Section 2. Standing Offer to Arbitrate. During the e-Residency Term, the e-Resident agrees to arbitrate any dispute with any third party arising from any cause of action arising from any act, omission, fact or event occurring within the boundaries of the PZ, or otherwise arising in connection with (a) the e-Resident acting in the disclosed capacity as an e-Resident or (b) the e-Resident’s exercise of rights, privileges or immunities under PZ Law, pursuant to the terms of subsections (a) through (d) of Section 1 of this Article (unless the e-Resident has verifiably contracted to use a different means of dispute resolution to fully and finally resolve the dispute with the relevant third party).
Accordingly, the e-Resident shall be deemed hereby to authorize the PZ to publicly post or cause the public posting of a standing open offer on behalf of the e-Resident in the PZ Personal Registry or PZ Entity Registry, as applicable, to fully and finally resolve any such dispute involving the e-Resident through the PZ’s designated default Arbitration Service Provider (and to be legally bound by its publicly posted fees, rules, terms and conditions), with the offer capable of acceptance by any aggrieved third party prior to the initiation of litigation or arbitration by emailing a conforming manifestation of such acceptance to the respective e-Resident’s e-governance residency email address, as specified below (“Residency Email Address”).
Article V. Miscellaneous Provisions
Section 1. Termination. Notwithstanding anything to the contrary set forth anywhere herein or elsewhere, this Contract may be terminated as follows:
- Beta Testing/Probationary Period. The PZ may immediately terminate this Contract upon at least sixty (60) days prior notice to the e-Resident for any reason (or without cause) at any time occurring within the latter of either (i) the first year of the e-Residency Term or (ii) the period of time encompassed by the Effective Date through December 31, 2021.
- The PZ may terminate this Contract whenever the e-Resident has breached any provision of this Contract and such breach has not been cured, or is incapable of being cured, within thirty (30) days of e-Resident being given notice of the breach by the PZ.
- The e-Resident may terminate this Contract for any reason (or without cause) upon at least seven (7) days prior notice to the PZ.
Section 2. Effect of Termination. The following consequences may flow from a termination of this Contract:
- Upon termination of this Contract, the e-Resident is required to vacate the PZ completely and immediately; if the e-Resident fails to so vacate the PZ, the PZ may in the absence of the e-Resident prevailing in an arbitration or court challenge to the termination of this Contract: (i) deny or cause the denial of access by the e-Resident to: (1) the PZ, (2) the e-Resident’s real property within the PZ, and (3) all PZ services including the e-Gov Services; and (ii) eject or direct the ejection of the e-Resident and all of the e-Resident’s movable or personal property from the PZ, subject to distraint for unpaid fees or taxes under PZ Law.
- In the absence of a pending or successful court or arbitration proceeding challenging the termination of this Contract, within the earlier period of either twelve (12) months after a termination of this Contract or thirty (30) days after receiving a final court or arbitration decision sustaining the termination of this Contract, the e-Resident shall sell and transfer title to any real property located within the PZ to another physical resident or e-resident who is in good standing. If the e-Resident fails to timely transfer such title, the PZ shall be entitled, without further notice or an opportunity to be heard, to record with the PZ Property Registry the e-Resident’s obligation to transfer title as aforesaid as a charge against such title, and to commence foreclosure sale proceedings to enforce such charge under the PZ Mortgage Foreclosure Sale Statute as an exercise of a duly authorized power of sale, with proceeds from the sale to be promptly paid to the e-Resident or its assignee less expenses incurred by the PZ in conducting the sale and the amount of any outstanding taxes or fees owed by e-Resident.

------

**Parts of the exercise:**
#1 Transcribe the e-Residency contract between "Article V. Miscellaneous" and "December 31, 2021.", inclusive.
#2 Name every registry mentioned in the e-Residency contract.
These lines have no connection to the e-Residency contract.

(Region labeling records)
------

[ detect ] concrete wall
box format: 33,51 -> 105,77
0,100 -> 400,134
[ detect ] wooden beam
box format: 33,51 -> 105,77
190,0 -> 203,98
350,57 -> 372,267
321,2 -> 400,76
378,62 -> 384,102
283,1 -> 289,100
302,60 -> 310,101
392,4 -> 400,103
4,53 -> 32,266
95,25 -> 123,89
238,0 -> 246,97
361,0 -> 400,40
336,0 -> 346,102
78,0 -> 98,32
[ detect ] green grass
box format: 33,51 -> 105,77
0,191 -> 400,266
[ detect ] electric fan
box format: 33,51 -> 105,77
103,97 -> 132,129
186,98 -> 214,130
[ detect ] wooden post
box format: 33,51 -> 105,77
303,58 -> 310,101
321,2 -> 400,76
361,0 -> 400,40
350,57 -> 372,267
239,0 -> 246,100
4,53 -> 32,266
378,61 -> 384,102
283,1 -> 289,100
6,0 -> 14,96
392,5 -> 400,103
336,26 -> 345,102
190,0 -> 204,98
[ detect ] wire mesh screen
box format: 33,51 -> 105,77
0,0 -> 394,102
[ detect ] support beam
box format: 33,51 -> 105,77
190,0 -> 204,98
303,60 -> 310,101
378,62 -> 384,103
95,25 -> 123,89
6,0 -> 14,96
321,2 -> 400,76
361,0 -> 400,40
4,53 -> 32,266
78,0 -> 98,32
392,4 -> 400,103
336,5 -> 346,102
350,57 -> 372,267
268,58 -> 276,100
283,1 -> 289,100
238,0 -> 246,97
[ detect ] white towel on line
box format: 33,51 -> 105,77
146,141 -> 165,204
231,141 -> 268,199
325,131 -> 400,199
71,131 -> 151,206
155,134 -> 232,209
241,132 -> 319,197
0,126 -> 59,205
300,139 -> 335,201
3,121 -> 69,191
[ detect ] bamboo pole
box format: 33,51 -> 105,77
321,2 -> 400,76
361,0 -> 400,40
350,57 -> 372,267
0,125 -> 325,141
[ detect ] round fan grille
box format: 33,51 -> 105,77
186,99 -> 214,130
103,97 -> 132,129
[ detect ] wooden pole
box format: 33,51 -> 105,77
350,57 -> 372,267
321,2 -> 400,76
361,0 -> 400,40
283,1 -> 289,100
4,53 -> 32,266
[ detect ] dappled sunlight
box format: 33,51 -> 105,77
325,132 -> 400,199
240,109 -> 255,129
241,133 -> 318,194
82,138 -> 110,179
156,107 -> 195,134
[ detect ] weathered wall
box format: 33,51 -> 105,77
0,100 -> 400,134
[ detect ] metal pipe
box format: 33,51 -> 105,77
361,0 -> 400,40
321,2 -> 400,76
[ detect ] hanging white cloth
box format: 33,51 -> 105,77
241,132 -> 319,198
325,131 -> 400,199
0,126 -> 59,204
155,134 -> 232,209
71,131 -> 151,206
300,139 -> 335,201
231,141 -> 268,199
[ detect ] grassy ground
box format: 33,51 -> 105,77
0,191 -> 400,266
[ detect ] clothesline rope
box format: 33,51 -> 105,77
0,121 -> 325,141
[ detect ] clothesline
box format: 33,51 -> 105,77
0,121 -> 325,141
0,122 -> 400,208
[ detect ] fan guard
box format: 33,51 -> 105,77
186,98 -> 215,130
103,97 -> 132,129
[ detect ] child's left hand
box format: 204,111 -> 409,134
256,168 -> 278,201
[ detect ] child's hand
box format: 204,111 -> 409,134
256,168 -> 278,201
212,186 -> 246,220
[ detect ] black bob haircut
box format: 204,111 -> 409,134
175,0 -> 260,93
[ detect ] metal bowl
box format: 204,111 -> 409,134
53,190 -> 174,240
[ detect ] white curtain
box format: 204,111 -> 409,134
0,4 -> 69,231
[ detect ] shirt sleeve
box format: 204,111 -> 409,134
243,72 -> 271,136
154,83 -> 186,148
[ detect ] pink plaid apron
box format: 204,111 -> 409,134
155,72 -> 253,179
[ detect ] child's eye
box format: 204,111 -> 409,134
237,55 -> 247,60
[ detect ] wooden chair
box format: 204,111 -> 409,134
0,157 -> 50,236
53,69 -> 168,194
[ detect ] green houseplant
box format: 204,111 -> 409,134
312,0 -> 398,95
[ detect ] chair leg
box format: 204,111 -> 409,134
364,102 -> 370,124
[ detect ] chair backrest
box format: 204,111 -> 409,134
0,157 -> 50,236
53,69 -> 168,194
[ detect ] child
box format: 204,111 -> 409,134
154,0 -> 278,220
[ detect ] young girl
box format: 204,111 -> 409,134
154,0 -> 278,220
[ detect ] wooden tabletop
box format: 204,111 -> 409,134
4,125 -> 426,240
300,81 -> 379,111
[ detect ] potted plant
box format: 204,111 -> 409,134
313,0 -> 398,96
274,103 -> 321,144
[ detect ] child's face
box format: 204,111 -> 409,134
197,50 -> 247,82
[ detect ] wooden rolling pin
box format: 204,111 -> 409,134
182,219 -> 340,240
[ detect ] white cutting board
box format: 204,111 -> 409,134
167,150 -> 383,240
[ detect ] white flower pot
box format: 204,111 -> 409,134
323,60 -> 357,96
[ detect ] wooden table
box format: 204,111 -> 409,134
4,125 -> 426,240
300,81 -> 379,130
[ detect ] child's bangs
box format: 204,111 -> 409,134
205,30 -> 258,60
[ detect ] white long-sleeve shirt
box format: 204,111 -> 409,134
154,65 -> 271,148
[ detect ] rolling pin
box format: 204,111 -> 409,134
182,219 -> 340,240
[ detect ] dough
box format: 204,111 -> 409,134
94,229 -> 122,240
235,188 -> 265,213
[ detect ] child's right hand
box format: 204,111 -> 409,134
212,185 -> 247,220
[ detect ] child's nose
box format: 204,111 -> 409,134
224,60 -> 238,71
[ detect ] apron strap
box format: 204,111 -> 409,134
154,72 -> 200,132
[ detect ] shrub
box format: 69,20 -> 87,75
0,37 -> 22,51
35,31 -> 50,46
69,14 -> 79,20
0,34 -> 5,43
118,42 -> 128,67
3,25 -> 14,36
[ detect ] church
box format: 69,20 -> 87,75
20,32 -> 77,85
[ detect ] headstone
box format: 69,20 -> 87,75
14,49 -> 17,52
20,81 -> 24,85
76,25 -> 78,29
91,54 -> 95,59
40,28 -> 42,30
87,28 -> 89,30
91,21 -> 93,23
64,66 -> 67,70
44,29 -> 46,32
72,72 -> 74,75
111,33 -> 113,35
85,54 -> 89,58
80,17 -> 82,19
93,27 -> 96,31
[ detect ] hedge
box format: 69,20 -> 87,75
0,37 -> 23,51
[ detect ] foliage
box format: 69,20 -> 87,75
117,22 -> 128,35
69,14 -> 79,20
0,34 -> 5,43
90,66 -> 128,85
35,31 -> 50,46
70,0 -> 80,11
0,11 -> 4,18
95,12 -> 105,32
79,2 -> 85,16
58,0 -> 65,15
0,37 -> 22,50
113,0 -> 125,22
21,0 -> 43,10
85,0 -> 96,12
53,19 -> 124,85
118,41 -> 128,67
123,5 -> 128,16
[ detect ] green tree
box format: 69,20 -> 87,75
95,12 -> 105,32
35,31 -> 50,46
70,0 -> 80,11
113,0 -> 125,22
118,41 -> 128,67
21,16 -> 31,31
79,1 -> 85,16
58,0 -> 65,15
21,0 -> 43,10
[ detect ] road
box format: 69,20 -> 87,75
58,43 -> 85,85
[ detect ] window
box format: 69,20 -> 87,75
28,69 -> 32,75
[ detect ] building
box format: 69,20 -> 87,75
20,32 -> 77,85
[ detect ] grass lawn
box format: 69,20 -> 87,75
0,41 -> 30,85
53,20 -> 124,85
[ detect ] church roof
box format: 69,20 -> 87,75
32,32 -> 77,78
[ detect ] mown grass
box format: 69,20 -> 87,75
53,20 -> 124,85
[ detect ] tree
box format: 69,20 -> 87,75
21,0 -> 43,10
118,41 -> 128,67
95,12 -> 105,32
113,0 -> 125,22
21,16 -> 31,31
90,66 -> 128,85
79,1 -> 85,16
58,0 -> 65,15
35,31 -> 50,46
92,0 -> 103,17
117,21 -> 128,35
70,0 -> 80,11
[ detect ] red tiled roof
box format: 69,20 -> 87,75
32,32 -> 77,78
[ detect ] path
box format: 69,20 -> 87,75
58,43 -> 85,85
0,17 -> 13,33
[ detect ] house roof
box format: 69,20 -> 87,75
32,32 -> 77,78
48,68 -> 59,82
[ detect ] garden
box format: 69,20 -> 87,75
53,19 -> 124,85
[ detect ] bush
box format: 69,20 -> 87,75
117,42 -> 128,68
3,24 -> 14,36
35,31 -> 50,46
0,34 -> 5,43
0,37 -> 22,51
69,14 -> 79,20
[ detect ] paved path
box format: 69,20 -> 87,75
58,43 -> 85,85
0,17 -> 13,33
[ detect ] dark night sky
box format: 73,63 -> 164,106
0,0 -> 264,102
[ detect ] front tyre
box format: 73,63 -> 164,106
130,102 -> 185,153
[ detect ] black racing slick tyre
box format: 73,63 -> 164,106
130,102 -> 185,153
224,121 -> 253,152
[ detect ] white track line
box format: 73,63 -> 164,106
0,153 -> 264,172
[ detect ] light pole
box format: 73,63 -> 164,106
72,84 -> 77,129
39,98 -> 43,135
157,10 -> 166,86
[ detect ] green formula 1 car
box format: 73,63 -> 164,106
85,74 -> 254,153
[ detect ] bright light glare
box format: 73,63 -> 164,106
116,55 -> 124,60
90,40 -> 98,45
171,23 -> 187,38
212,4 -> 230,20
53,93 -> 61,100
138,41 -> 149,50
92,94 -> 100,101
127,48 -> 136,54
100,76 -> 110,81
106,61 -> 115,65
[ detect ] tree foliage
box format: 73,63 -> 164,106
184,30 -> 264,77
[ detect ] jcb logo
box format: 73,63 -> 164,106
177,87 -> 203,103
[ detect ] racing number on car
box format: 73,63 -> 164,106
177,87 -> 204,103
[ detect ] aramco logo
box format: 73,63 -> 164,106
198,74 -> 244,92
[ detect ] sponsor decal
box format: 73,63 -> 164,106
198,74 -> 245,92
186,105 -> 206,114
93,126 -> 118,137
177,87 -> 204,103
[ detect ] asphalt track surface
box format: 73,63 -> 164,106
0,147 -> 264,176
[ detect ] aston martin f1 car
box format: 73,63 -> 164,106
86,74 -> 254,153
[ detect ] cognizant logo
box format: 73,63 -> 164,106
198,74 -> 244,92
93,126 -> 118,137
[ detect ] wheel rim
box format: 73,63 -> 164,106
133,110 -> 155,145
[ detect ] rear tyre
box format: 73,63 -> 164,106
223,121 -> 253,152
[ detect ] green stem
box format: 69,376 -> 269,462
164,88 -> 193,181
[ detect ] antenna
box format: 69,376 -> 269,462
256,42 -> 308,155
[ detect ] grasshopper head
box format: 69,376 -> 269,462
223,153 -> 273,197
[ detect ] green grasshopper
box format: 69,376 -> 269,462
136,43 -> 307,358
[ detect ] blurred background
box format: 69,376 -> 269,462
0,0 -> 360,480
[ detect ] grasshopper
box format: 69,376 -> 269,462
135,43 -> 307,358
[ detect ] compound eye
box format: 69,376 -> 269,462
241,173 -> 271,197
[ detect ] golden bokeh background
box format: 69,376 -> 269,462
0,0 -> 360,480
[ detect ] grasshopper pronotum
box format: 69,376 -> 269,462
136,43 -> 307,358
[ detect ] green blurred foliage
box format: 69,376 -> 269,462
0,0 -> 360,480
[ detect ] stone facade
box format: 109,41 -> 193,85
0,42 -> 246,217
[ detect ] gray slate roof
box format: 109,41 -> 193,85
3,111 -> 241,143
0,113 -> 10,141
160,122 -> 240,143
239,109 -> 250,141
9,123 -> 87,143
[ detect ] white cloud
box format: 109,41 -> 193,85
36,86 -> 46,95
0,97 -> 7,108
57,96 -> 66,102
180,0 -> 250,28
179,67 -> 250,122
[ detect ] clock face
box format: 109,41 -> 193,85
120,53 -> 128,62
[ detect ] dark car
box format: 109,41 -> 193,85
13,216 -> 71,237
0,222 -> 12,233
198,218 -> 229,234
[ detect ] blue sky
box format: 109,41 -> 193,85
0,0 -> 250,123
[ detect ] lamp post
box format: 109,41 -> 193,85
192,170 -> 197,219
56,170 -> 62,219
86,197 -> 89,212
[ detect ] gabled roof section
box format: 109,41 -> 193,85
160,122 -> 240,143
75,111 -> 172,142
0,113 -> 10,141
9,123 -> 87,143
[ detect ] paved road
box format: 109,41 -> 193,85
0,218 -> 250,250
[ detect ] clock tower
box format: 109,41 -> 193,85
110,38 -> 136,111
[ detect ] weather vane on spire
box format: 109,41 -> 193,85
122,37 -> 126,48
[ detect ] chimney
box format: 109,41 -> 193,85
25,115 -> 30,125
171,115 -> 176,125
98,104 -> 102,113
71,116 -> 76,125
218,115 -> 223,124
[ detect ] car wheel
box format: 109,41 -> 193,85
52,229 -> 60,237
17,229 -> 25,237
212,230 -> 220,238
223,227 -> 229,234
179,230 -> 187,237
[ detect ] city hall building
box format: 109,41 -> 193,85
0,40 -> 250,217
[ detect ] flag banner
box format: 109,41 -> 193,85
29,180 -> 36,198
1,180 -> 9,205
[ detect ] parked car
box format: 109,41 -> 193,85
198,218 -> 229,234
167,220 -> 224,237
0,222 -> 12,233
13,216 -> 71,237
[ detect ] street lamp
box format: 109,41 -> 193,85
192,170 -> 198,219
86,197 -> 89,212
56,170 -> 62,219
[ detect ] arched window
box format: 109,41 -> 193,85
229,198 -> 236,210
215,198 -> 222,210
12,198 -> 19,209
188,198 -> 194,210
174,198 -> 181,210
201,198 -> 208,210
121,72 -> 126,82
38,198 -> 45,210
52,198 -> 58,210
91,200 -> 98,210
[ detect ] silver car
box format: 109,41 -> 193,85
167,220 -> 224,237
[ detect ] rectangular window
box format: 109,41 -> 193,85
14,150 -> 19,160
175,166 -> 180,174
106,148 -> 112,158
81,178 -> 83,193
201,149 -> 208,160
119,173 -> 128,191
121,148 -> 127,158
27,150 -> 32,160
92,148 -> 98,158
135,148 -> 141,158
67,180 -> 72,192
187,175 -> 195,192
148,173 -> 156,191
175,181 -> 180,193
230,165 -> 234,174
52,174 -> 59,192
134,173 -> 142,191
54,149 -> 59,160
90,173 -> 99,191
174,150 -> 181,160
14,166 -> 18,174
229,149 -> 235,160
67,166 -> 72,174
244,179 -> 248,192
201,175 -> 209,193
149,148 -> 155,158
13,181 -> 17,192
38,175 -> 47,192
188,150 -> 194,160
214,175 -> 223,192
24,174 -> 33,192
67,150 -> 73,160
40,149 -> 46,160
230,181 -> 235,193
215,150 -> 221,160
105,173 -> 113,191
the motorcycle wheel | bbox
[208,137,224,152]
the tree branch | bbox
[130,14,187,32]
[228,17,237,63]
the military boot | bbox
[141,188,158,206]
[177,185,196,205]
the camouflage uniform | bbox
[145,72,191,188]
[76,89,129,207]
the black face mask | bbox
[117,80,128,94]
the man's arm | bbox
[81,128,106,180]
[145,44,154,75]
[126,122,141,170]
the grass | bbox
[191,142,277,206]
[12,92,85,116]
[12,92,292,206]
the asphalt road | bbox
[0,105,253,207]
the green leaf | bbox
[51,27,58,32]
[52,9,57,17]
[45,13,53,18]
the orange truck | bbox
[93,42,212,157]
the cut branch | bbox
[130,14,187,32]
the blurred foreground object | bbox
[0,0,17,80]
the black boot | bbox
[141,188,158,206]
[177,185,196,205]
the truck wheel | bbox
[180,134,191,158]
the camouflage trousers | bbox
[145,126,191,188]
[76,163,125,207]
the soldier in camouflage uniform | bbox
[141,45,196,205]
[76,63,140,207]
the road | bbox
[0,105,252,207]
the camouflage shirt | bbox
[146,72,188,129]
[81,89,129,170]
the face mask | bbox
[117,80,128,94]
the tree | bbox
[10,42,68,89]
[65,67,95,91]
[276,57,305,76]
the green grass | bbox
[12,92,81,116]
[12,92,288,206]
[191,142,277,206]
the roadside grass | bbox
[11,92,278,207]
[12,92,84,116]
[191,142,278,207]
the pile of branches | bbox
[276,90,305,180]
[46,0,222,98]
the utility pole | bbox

------

**Answers provided:**
#1
Article V. Miscellaneous Provisions
Section 1. Termination. Notwithstanding anything to the contrary set forth anywhere herein or elsewhere, this Contract may be terminated as follows:
- Beta Testing/Probationary Period. The PZ may immediately terminate this Contract upon at least sixty (60) days prior notice to the e-Resident for any reason (or without cause) at any time occurring within the latter of either (i) the first year of the e-Residency Term or (ii) the period of time encompassed by the Effective Date through December 31, 2021.

#2
- PZ Personal Registry
- PZ Entity Registry
- PZ Property Registry